## Object outline annotations
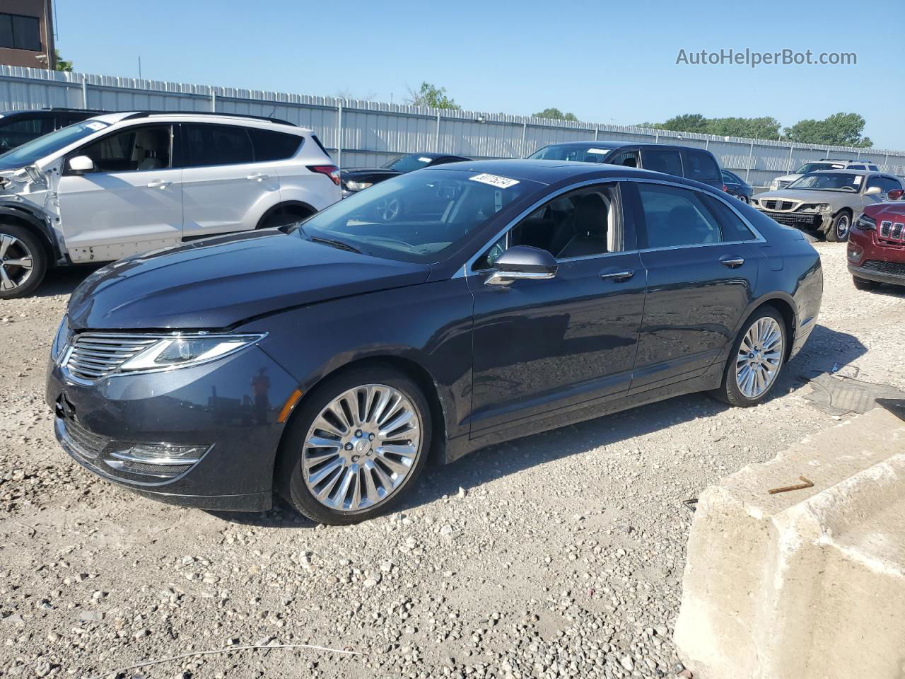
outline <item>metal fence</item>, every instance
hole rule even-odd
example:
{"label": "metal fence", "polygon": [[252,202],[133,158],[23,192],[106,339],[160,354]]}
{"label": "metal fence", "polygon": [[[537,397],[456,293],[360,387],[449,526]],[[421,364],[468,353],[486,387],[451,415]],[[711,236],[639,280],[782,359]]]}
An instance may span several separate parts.
{"label": "metal fence", "polygon": [[426,109],[230,87],[0,66],[0,107],[106,110],[215,110],[281,118],[313,129],[340,167],[374,167],[399,153],[524,158],[546,144],[586,139],[655,141],[709,148],[755,186],[821,158],[871,160],[905,177],[905,151],[793,144],[505,113]]}

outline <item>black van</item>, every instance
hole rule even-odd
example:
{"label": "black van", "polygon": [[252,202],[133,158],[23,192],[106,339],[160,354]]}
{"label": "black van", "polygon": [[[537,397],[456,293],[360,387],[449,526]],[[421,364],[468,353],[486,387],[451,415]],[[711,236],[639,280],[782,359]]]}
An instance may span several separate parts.
{"label": "black van", "polygon": [[549,144],[535,151],[529,158],[538,160],[574,160],[643,167],[694,179],[720,191],[725,190],[719,163],[712,153],[703,148],[600,139]]}
{"label": "black van", "polygon": [[73,122],[81,122],[100,112],[86,109],[40,109],[0,112],[0,153],[5,153],[26,141],[36,139]]}

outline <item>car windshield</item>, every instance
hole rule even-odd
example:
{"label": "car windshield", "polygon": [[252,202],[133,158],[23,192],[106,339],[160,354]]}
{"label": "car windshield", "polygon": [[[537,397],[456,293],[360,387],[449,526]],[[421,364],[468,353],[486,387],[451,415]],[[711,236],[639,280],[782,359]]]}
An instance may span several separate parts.
{"label": "car windshield", "polygon": [[412,172],[413,170],[421,169],[430,165],[432,160],[433,158],[427,156],[419,156],[417,153],[412,153],[408,156],[400,156],[399,158],[393,158],[381,167],[395,170],[396,172]]}
{"label": "car windshield", "polygon": [[106,127],[110,127],[106,122],[84,120],[45,134],[0,156],[0,170],[17,169],[33,165],[41,158],[47,158],[72,142],[89,137]]}
{"label": "car windshield", "polygon": [[573,160],[581,163],[602,163],[604,158],[615,147],[605,141],[593,144],[550,144],[535,151],[529,158],[534,160]]}
{"label": "car windshield", "polygon": [[295,230],[301,237],[386,259],[429,263],[542,185],[474,171],[429,168],[353,194]]}
{"label": "car windshield", "polygon": [[864,181],[863,175],[850,172],[814,172],[805,175],[786,188],[809,191],[860,191]]}
{"label": "car windshield", "polygon": [[843,163],[805,163],[795,172],[796,175],[806,175],[809,172],[816,172],[817,170],[842,169],[844,167]]}

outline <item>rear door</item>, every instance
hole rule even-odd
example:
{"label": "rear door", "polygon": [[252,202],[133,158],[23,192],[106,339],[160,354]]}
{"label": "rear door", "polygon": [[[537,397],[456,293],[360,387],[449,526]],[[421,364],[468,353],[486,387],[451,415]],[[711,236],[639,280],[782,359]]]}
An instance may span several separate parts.
{"label": "rear door", "polygon": [[[57,194],[73,261],[116,260],[179,242],[182,170],[172,167],[172,147],[171,125],[133,125],[67,156]],[[94,171],[71,171],[76,156],[89,157]]]}
{"label": "rear door", "polygon": [[253,229],[280,201],[276,167],[255,161],[248,128],[181,123],[179,138],[183,237]]}
{"label": "rear door", "polygon": [[738,218],[721,199],[664,183],[632,186],[647,269],[634,393],[697,377],[720,356],[752,298],[757,253],[740,219],[741,228],[720,218],[722,209]]}

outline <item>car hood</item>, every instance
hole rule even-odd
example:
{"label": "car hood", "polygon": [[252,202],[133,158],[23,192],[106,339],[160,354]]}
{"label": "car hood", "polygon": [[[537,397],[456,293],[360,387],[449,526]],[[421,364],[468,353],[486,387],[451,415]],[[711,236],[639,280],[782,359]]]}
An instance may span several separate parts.
{"label": "car hood", "polygon": [[227,328],[252,317],[424,282],[430,267],[265,230],[145,253],[95,272],[69,302],[73,330]]}
{"label": "car hood", "polygon": [[765,191],[754,196],[761,204],[765,200],[794,200],[801,203],[829,203],[834,206],[842,207],[854,203],[860,205],[859,194],[849,191],[814,191],[809,189],[795,190],[783,188],[779,191]]}

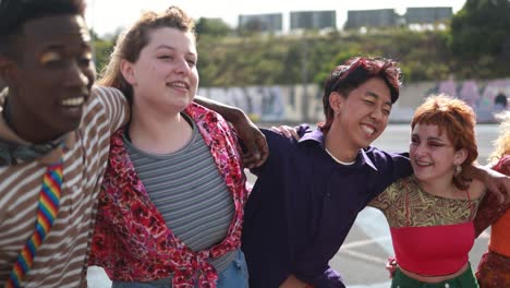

## GIVEN TASK
Reproduce all of the entries above word for word, omitting the pictures.

## FINISHED ANSWER
outline <item>metal fence</item>, every instance
hole rule even-odd
example:
{"label": "metal fence", "polygon": [[252,202],[133,158],[23,192],[106,339],[160,354]]}
{"label": "metal fence", "polygon": [[[537,397],[456,293],[360,387],[449,526]],[[421,364],[468,353],[486,387],[451,415]],[[711,236],[639,280],[782,359]]]}
An instance may span several separate parts.
{"label": "metal fence", "polygon": [[426,109],[230,87],[0,66],[0,107],[106,110],[215,110],[281,118],[313,129],[340,167],[374,167],[399,153],[524,158],[546,144],[586,139],[655,141],[709,148],[755,186],[821,158],[871,160],[905,177],[905,151],[793,144],[505,113]]}

outline <item>black van</item>, every instance
hole rule even-odd
example:
{"label": "black van", "polygon": [[252,202],[133,158],[23,192],[106,339],[160,354]]}
{"label": "black van", "polygon": [[[537,397],[456,293],[360,387],[449,526]],[[421,364],[468,353],[486,387],[451,415]],[[711,236],[639,280],[782,359]]]}
An instance may span several separate parts.
{"label": "black van", "polygon": [[549,144],[535,151],[529,158],[538,160],[574,160],[643,167],[694,179],[720,191],[725,190],[719,163],[712,153],[703,148],[600,139]]}
{"label": "black van", "polygon": [[73,122],[81,122],[100,112],[86,109],[40,109],[0,112],[0,153],[5,153],[26,141],[36,139]]}

outline <item>car windshield</item>, every instance
hole rule even-odd
example:
{"label": "car windshield", "polygon": [[252,202],[133,158],[23,192],[106,339],[160,354]]}
{"label": "car windshield", "polygon": [[[537,397],[456,293],[360,387],[449,526]],[[421,364],[468,353],[486,387],[451,415]],[[711,236],[639,280],[782,359]]]}
An instance may span several separate parts.
{"label": "car windshield", "polygon": [[412,172],[413,170],[421,169],[430,165],[432,160],[433,158],[427,156],[419,156],[417,153],[412,153],[408,156],[400,156],[399,158],[393,158],[381,167],[395,170],[396,172]]}
{"label": "car windshield", "polygon": [[106,127],[110,127],[106,122],[84,120],[45,134],[0,156],[0,170],[17,169],[33,165],[41,158],[47,158],[72,142],[89,137]]}
{"label": "car windshield", "polygon": [[573,160],[581,163],[602,163],[604,158],[615,147],[605,141],[593,144],[550,144],[535,151],[529,158],[534,160]]}
{"label": "car windshield", "polygon": [[295,230],[301,237],[386,259],[429,263],[542,185],[474,171],[429,168],[353,194]]}
{"label": "car windshield", "polygon": [[864,181],[863,175],[850,172],[814,172],[805,175],[786,188],[809,191],[860,191]]}
{"label": "car windshield", "polygon": [[843,163],[805,163],[795,172],[796,175],[806,175],[809,172],[816,172],[817,170],[842,169],[844,167]]}

outline <item>rear door</item>, every instance
hole rule even-odd
example:
{"label": "rear door", "polygon": [[252,202],[133,158],[23,192],[106,339],[160,354]]}
{"label": "rear door", "polygon": [[[537,397],[456,293],[360,387],[449,526]],[[421,364],[468,353],[486,387],[451,415]],[[711,236],[639,280],[782,359]]]}
An instance may span several separate parts.
{"label": "rear door", "polygon": [[[57,194],[73,261],[116,260],[179,242],[182,170],[172,167],[172,147],[171,125],[133,125],[67,156]],[[94,171],[71,171],[76,156],[89,157]]]}
{"label": "rear door", "polygon": [[253,229],[280,201],[276,167],[255,161],[248,128],[181,123],[179,138],[183,237]]}
{"label": "rear door", "polygon": [[738,218],[721,199],[664,183],[632,186],[647,269],[634,393],[697,377],[720,356],[752,298],[757,253],[740,219],[741,228],[720,218],[722,209]]}

outline <item>car hood</item>, every instance
hole rule even-odd
example:
{"label": "car hood", "polygon": [[252,202],[133,158],[23,192],[106,339],[160,354]]}
{"label": "car hood", "polygon": [[[537,397],[456,293],[360,387],[449,526]],[[421,364],[468,353],[486,387],[451,415]],[[711,236],[639,280],[782,359]]]}
An instance may span several separate parts.
{"label": "car hood", "polygon": [[227,328],[252,317],[424,282],[430,267],[265,230],[145,253],[95,272],[69,302],[73,330]]}
{"label": "car hood", "polygon": [[765,191],[754,196],[761,204],[765,200],[794,200],[801,203],[829,203],[834,206],[842,207],[854,203],[860,205],[859,194],[849,191],[814,191],[809,189],[795,190],[783,188],[779,191]]}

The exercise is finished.